-- begin --

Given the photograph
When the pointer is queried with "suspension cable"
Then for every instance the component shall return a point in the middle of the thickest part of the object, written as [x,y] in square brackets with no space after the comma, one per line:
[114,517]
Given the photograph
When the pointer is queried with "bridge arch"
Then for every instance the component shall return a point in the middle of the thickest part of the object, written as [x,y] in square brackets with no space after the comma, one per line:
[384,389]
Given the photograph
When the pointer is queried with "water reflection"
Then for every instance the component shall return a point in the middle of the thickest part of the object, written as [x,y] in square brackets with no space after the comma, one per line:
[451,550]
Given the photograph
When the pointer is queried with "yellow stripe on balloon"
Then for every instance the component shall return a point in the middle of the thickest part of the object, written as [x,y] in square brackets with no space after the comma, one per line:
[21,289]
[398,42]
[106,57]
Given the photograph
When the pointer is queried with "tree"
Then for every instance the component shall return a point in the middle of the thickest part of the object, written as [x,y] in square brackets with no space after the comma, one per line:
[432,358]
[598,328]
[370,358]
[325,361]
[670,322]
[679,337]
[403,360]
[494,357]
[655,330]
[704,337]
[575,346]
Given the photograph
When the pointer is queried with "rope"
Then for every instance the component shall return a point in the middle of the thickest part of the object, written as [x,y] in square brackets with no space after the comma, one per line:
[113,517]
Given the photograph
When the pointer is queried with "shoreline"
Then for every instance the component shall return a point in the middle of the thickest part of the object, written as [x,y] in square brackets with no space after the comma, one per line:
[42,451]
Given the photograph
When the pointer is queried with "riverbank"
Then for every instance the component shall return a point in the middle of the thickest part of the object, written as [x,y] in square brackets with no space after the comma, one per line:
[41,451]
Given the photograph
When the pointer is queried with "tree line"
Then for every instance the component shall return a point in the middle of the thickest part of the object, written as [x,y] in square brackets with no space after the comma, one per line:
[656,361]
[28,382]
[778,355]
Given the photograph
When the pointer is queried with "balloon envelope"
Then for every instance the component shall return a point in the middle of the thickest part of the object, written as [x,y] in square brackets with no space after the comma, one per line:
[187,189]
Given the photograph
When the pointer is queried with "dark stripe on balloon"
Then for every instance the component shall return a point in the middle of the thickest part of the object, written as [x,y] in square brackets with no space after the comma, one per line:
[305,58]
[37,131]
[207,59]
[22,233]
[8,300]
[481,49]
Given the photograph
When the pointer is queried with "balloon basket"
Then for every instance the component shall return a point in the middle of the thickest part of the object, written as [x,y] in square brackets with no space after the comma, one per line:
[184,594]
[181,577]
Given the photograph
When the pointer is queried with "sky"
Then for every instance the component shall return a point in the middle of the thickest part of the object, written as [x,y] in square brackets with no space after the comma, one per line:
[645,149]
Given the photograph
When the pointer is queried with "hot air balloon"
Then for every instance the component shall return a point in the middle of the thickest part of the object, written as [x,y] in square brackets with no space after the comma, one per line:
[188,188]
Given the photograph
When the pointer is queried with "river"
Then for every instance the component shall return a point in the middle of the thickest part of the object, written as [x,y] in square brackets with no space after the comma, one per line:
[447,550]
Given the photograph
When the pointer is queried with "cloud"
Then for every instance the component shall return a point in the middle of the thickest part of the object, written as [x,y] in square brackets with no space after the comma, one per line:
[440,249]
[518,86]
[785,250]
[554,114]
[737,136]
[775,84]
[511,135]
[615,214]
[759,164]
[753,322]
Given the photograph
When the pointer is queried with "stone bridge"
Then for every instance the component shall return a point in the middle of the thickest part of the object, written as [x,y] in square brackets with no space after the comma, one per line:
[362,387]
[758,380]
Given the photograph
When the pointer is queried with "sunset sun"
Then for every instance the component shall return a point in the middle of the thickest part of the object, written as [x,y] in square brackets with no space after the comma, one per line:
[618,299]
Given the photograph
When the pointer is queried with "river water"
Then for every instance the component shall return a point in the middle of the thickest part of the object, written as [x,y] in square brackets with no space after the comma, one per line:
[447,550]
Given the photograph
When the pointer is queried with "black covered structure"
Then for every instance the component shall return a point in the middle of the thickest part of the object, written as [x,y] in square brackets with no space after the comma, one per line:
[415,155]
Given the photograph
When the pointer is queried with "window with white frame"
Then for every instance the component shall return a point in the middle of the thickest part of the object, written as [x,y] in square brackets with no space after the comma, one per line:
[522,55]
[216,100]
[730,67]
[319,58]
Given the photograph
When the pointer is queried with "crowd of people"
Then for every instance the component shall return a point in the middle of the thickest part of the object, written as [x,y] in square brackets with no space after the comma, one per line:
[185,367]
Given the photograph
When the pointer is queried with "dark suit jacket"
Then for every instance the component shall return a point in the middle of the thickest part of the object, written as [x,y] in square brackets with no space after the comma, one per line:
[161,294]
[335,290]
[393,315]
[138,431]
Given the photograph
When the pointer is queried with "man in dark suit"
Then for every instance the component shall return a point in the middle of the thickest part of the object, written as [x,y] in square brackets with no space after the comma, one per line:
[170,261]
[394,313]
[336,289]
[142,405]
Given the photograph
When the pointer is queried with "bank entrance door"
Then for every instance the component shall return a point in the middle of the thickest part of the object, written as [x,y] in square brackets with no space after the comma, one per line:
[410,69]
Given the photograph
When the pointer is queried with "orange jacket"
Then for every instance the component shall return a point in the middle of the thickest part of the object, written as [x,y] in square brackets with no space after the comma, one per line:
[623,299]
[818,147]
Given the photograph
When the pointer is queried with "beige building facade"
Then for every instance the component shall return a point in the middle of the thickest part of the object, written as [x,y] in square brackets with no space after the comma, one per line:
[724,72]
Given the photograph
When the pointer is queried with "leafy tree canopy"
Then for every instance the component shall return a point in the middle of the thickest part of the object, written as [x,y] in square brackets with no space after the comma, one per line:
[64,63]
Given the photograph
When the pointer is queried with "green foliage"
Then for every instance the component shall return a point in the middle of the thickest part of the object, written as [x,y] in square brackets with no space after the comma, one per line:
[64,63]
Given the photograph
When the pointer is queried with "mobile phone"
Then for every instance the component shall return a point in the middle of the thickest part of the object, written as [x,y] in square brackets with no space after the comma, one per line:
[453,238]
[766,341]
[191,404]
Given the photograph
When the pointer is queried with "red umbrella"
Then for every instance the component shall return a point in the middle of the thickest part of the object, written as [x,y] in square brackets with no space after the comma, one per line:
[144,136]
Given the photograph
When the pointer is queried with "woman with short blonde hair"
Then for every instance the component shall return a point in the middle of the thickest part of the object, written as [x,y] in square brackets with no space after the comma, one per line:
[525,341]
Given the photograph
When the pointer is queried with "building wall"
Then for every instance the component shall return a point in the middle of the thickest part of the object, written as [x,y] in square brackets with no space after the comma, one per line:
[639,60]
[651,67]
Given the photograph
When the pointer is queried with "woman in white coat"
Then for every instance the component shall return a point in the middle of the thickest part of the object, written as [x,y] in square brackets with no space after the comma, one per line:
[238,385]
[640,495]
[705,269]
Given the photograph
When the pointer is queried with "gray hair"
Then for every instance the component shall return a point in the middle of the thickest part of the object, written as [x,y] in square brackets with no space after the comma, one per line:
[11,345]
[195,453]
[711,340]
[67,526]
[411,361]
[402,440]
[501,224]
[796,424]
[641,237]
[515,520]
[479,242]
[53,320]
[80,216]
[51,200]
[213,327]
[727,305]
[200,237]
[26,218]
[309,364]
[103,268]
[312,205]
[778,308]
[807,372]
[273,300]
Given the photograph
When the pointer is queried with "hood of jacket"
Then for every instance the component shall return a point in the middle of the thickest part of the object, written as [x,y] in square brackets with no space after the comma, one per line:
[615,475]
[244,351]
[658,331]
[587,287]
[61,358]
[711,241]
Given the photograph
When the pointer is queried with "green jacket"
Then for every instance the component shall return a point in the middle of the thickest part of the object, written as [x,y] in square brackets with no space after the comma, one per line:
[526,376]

-- end --

Reproduce all the records precisely.

Given the photograph
When the pointer is queried with "suspension cable"
Then for every instance the component shall return a point in the middle of the thickest part of the object, written as [x,y] in square brackets with no space after the comma, one per line:
[114,517]
Given the photograph
When the pointer is queried with "bridge arch"
Then for every instance the component shall return a point in the middle of the thickest part of the object, written as [x,y] in square brackets with no space after the comma, one per line:
[384,389]
Given the photograph
When the pointer is queried with "water reflection"
Then for every instance the component shall return a point in the middle of the thickest part of the object, written as [x,y] in square brackets with no space after the comma, one per line:
[451,550]
Given the photograph
When the pointer is queried with "yellow stripe on balloon"
Then for every instance the component shall return a point in the middle of the thickest part of the object, written as [x,y] in square brackets with no space after the comma, one per line:
[21,289]
[398,42]
[106,57]
Given the photograph
When the pointer is queried with "tree"
Then for every instance the component shall return a point in the middle of the thickest part of the object, written as [x,y] in square brackets with no space after the comma, one per line:
[432,358]
[598,328]
[370,358]
[325,361]
[670,322]
[679,337]
[403,360]
[494,357]
[655,330]
[704,337]
[575,346]
Given the photograph
When the pointer is queried with "rope"
Then for every instance the component shall return a point in the middle of the thickest part of the object, written as [x,y] in square brackets with no space after the comma, one per line:
[113,517]
Given the photograph
When the pointer is queried with "shoreline"
Then for every instance the component shall return a point in the middle of the thickest part of the object, written as [x,y] in square brackets with no space after the comma, one per line:
[42,451]
Given the photograph
When the pointer is queried with "riverbank"
Then for every instance the component shall return a point in the middle of the thickest part of the object, written as [x,y] in square brackets with no space after the comma, one per line:
[41,451]
Given the photograph
When the pointer is queried with "tree line"
Then for every instance the component shall return a point in the middle of the thickest part of the object, written as [x,y] in square brackets with no space after the comma, one per line:
[656,361]
[28,382]
[778,355]
Given the photograph
When the pointer is queried with "balloon envelope"
Then for every instance the component shall return a point in the middle of the thickest part of the object, written as [x,y] in square brackets with no space after the comma, one per line:
[187,189]
Given the photograph
When the pointer is queried with "dark stripe on balloon"
Then for every instance the component shall return a point in the middle of the thickest part of the object, written as [x,y] in square brackets with no space after the comma, one per line:
[305,58]
[37,131]
[207,59]
[22,233]
[8,300]
[481,49]
Given the photograph
When the pointer is queried with "balloon basket"
Then for every instance the component shall return a point in the middle of the thickest part of the object, written as [x,y] in square brackets with no space after the comma, one per line:
[184,594]
[181,577]
Given the photograph
When the pointer is queried with "sky"
Then for every instance the component shall return a point in the middle of the thickest part of the object, written as [x,y] in square brackets with no space after the comma, one per line:
[645,149]
Given the photograph
When the pointer is queried with "hot air balloon"
Then for every instance the component shall return a point in the middle of the thickest part of the object, written as [x,y] in square brackets with no space after the comma, one per line:
[188,188]
Given the photograph
When the pointer is queried with "river"
Then for every instance the component shall return a point in the middle of the thickest part of the object, written as [x,y] in square brackets with no space after the comma, one per line:
[447,550]
Given the photograph
When the pointer is queried with "cloud"
Then for every instance the component shall return a point in the middle of the thickest part of the object, written as [x,y] in square brackets with no space after the comma, one per line:
[440,249]
[518,86]
[785,250]
[554,114]
[737,136]
[775,84]
[511,135]
[615,214]
[759,164]
[753,322]
Given the photograph
When the pointer is queried with "stone bridge"
Then for every instance the component shall return a point in the middle of the thickest part of the object, written as [x,y] in square brackets with no space after the comma, one per line:
[362,387]
[758,380]
Given the photograph
When the pointer is queried with "sunset sun"
Then for every instance the component shall return a point in the middle of the thickest part of the object, written as [x,y] in square brackets with no space after the comma, one per line:
[618,299]
Given the photograph
When the pointer is queried with "river water"
Then for every instance the component shall return a point in the middle of the thickest part of the object, written as [x,y] in square brackets with no space after the comma, one per line:
[447,550]
Given the photograph
When the pointer is queried with "black covered structure"
Then for every instance the component shall return a point in the middle of the thickest part of the object, written as [x,y] in square brackets with no space after the comma, one per line:
[415,155]
Given the photograph
When the pointer is queried with "window with white frame"
Then for every instance the component shall return a point in the middle of the thickest part of the object, written as [x,y] in square brackets with no space after the comma, one per line:
[522,55]
[216,100]
[730,67]
[319,58]
Given the photograph
When the pointer is queried with "crowd of people"
Then for every instance the component shall return a point in the middle of the thickest part of the object, written as [x,y] in square brackets with no space after the comma, one per line:
[185,367]
Given the photograph
When the pointer is queried with "dark suit jacket"
Then for every instance the component shall return a point in the middle of the thickest part of the object, written as [x,y] in square brackets with no space after the comma, one per line:
[161,294]
[335,290]
[393,315]
[138,431]
Given the photograph
When the pointer is queried with "man in dark suit"
Then for every instance the component shall return a point in the middle of the thickest part of the object, written as [x,y] in square brackets with no space after the comma, one per line:
[170,261]
[394,313]
[336,289]
[142,405]
Given the photograph
When the pointer is queried with "bank entrance door"
Then for every instance the component shall return a point in the middle of the thickest part of the object, written as [x,y] in square brackets with no space after the comma, one per line:
[410,69]
Given the photograph
When the pointer is queried with "orange jacket"
Then for every instance the component shall return a point in the middle of the thickest part of the object, written as [x,y] in square brackets with no space after the comma, one per line:
[623,299]
[818,147]
Given the photograph
When the pointer is queried with "beige building facade"
Then for every instance the component shall return a point in the middle of the thickest part of the object, written as [x,y] in square brackets with no space after the comma, one per line:
[724,72]
Given the photograph
When the pointer is queried with "leafy tree canopy"
Then for every instance the component shall return a point in the middle of the thickest part of the object, written as [x,y] in square brackets with no space after the comma, one per line:
[64,63]
Given the photograph
When the pointer is queried with "green foliage"
Then for every instance the component shall return a point in the middle of the thickest part of the object, written as [x,y] in square brackets with no space after the comma, one per line:
[64,63]
Given the photograph
When the pointer is queried with "mobile phone"
Then for every instance the component shall return a point in the middle of the thickest part of the object, written as [x,y] in square brackets with no space after the comma, one per line:
[453,238]
[766,341]
[191,404]
Given the photograph
When the pointer is queried with "red umbrella"
Then for every instance the component shall return a point in the middle of the thickest part of the object, written as [x,y] in square brackets with no space after the comma, one per line:
[144,136]
Given the photograph
When the pointer is queried with "woman with short blonde hair"
Then for every instance the component shall return a point in the middle of the thickest part of the object, written as [x,y] in square brackets with no space after the comma, one per line:
[525,341]
Given the photograph
When the pointer is queried with "building wall"
Then for every instance the component shall return a point in the middle of the thickest part of the object, written as [x,y] in square brackets with no space after the comma, one per line:
[639,60]
[651,67]
Given the photograph
When the pointer is queried with "woman in white coat"
Then for every instance the component shall return a point in the middle of the thickest part of the object, written as [x,y] in square brackets with no space after the comma, one per line:
[238,385]
[640,495]
[705,269]
Given the photograph
When the pointer is queried with "gray hair"
Then for every instance the component shall return a point in the middle of the thickest part of the object, written as [x,y] in square brackets with no space after the comma, one per line:
[11,345]
[195,453]
[711,340]
[67,526]
[411,361]
[402,440]
[501,224]
[796,424]
[641,237]
[515,520]
[479,242]
[53,320]
[80,216]
[51,200]
[213,327]
[727,305]
[200,237]
[26,218]
[309,364]
[103,268]
[312,205]
[778,308]
[807,372]
[273,300]
Given the photograph
When the pointer is queried with "hood of jacket"
Then for every instance the component shall return a point in the middle of the thickest part of the object, written as [x,y] in square brackets with no space after the comma, one per line:
[615,475]
[244,351]
[658,331]
[587,287]
[61,358]
[711,241]
Given the photograph
When the pointer is queried with "green jacket"
Then for every instance the component shall return a point in the middle of the thickest part of the object, written as [x,y] in square brackets with no space after the comma, one per line:
[526,376]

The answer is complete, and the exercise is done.